Selected excerpt:
·····

Allowing direct access to ranges in document

100 views
Skip to first unread message

Neil Hodgson

unread,
May 14, 2012, 7:46:31 PM5/14/12
to scintilla...@googlegroups.com
The SCI_GETCHARACTERPOINTER call has proved useful to applications that want rapid direct access to Scintilla's document text. For example, SciTE uses it for background saves. However, it can be slow because it makes the text contiguous by copying data after the gap to the gap start and this may be copying a large amount of data.

One possibility would be to expose a simplified view of the internal buffer structure. There could be calls for discovering the number of segments (currently 2), the length of each segment and a pointer to the start of each segment. However, this still means that the application has to handle the segments explicitly and it can be much more work to write code that jumps between segments.

Another approach would be to offer a call to retrieve a pointer to a range of text from the buffer. If needed, this would move data so that the returned pointer was to a contiguous block. The benefit is that the maximum size moved would be the range size, not the whole buffer. The application could request ranges that it can handle easily: perhaps sets of lines or fixed size blocks.

The implementation would be quite simple: if the range includes the gap, then the gap is moved to the start or end of the range. A useful property of this technique is that any pointers returned for ranges that do not overlap the range requiring the move remain valid. Thus a loop that partitions the document into fixed size blocks by calling this method for each block would produce a list of good pointers. An example where this could be used is for multi-threaded saving to a compressed file format where each block is compressed independently.

Other operations that could use this operation include code analysis and searches where they can work on ranges of lines, potentially farming out these ranges to multiple threads.

·····

Data lines:

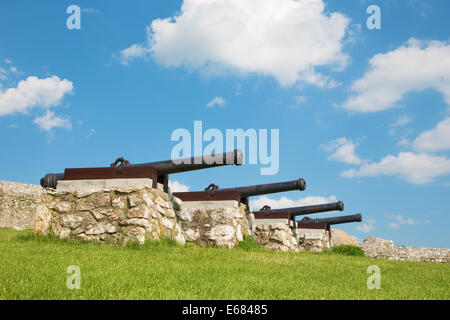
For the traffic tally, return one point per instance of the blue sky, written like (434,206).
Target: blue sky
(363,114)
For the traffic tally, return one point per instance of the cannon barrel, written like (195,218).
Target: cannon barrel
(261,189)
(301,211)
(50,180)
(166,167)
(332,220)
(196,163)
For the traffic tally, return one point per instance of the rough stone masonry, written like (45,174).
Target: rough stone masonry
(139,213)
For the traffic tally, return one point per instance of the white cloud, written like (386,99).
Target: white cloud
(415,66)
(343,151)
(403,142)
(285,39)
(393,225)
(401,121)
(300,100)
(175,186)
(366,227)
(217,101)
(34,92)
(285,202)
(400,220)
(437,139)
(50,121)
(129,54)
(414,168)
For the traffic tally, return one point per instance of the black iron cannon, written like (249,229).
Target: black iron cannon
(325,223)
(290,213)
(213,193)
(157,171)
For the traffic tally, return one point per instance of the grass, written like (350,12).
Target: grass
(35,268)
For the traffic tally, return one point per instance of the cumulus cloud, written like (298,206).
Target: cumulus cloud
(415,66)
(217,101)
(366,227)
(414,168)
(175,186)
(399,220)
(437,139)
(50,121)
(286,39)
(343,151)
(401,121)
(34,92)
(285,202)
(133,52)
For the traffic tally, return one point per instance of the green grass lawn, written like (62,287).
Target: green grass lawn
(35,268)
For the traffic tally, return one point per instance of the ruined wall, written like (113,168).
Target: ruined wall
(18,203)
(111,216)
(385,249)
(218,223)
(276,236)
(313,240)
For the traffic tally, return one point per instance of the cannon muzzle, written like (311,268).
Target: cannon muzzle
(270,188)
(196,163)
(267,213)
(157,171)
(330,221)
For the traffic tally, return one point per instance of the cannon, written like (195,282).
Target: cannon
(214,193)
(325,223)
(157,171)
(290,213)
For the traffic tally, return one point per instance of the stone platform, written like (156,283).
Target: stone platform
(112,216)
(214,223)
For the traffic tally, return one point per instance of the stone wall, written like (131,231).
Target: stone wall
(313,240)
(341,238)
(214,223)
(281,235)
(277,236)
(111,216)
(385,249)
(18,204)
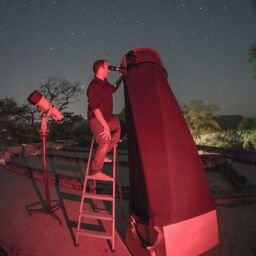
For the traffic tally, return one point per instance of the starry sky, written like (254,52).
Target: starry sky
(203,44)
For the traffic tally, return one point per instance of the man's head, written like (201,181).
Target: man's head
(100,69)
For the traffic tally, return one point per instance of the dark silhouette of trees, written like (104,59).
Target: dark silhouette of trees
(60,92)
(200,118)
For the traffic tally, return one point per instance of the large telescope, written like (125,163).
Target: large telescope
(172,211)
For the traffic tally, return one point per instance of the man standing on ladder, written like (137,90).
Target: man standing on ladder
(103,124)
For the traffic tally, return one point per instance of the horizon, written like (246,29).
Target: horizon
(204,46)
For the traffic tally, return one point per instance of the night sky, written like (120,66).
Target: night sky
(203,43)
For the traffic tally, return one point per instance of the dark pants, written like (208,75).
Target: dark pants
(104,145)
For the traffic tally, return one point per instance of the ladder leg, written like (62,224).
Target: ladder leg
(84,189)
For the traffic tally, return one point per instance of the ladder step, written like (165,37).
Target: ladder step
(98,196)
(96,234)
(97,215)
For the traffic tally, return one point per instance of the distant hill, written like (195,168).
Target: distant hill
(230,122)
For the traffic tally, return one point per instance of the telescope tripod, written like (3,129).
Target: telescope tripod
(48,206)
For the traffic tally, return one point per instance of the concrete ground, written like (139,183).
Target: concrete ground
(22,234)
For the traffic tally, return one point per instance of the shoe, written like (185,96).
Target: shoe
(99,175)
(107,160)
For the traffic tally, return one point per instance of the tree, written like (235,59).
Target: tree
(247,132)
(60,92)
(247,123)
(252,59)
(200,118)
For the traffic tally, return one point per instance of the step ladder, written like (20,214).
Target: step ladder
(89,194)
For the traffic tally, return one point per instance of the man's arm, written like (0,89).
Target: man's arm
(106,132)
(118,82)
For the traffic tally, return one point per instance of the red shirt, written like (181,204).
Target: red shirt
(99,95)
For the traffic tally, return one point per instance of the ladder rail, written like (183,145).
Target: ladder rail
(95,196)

·····

Exercise tasks:
(1) Say whether each statement agrees with the forum post on direct access to document ranges, answering yes or no and quoting the deciding words of the post. (a) SciTE relies on SCI_GETCHARACTERPOINTER for background saves. (b) With the range-based call, the most data ever moved would be the whole buffer. (c) The internal buffer currently consists of three segments.
(2) In the forum post on direct access to document ranges, what happens to the gap when a requested range includes it?
(3) Write the next part of the forum post on direct access to document ranges, picking up after its final sentence.

Answers to the tasks:
(1)
(a) Yes: "For example, SciTE uses it for background saves."
(b) No: "The benefit is that the maximum size moved would be the range size, not the whole buffer."
(c) No: "There could be calls for discovering the number of segments (currently 2)"

(2) The gap is moved to the start or end of the range.

(3)
http://www.scintilla.org/ScintillaDoc.html#SCI_GETCHARACTERPOINTER

Neil

Jason Haslam

unread,
May 15, 2012, 12:00:13 PM5/15/12
to scintilla...@googlegroups.com
Yes! This would be very useful. So in this case the data will not be 0-terminated, right? Otherwise you would have to move the gap to the end of the requested range every time. Probably okay since the client already knows the size of the range.

Jason

Neil Hodgson

unread,
May 15, 2012, 8:58:39 PM5/15/12
to scintilla...@googlegroups.com
Jason Haslam:

> So in this case the data will not be 0-terminated, right? Otherwise you would have to move the gap to the end of the requested range every time. Probably okay since the client already knows the size of the range.

Yes, there's no room to place NUL terminators in the general case. I suppose for line-oriented requests, you could temporarily replace line-end characters with NULs but I'd want to see some strong justification before adding that.

Neil

mr.maX

unread,
May 16, 2012, 3:46:11 AM5/16/12
to scintilla...@googlegroups.com
On Tuesday, May 15, 2012 1:46:31 AM UTC+2, Neil Hodgson wrote:
  The SCI_GETCHARACTERPOINTER call has proved useful to applications that want rapid direct access to Scintilla's document text. For example, SciTE uses it for background saves. However, it can be slow because it makes the text contiguous by copying data after the gap to the gap start and this may be copying a large amount of data.

   One possibility would be to expose a simplified view of the internal buffer structure. There could be calls for discovering the number of segments (currently 2), the length of each segment and a pointer to the start of each segment. However, this still means that the application has to handle the segments explicitly and it can be much more work to write code that jumps between segments.

I have been using this approach in my local heavily modified version of Scintilla and can only suggest you to do the same. The gap should not move when accessing underlying data as it defeats its purpose. Depending on use case scenario, container applications can process parts separately while storing previous state during transition between parts or divide parts into segments and use a temporary segment buffer when segment spans over separate parts.

--
Regards,
Marko Njezic - mr.maX @ MAX Interactive corp.
MAX's HTML Beauty++ 2004: http://www.htmlbeauty.com/

Neil Hodgson

unread,
May 17, 2012, 6:26:48 AM5/17/12
to scintilla...@googlegroups.com
   Attached is a prototype implementation of direct range access for anyone that wants to experiment with the idea. Called as SCI_GETRANGEPOINTER(position, rangeLength).

   Neil
rangepointer.patch

Lex Trotman

unread,
May 17, 2012, 7:33:26 AM5/17/12
to scintilla...@googlegroups.com
Hi Neil,

This prompts me to request an addition or variation.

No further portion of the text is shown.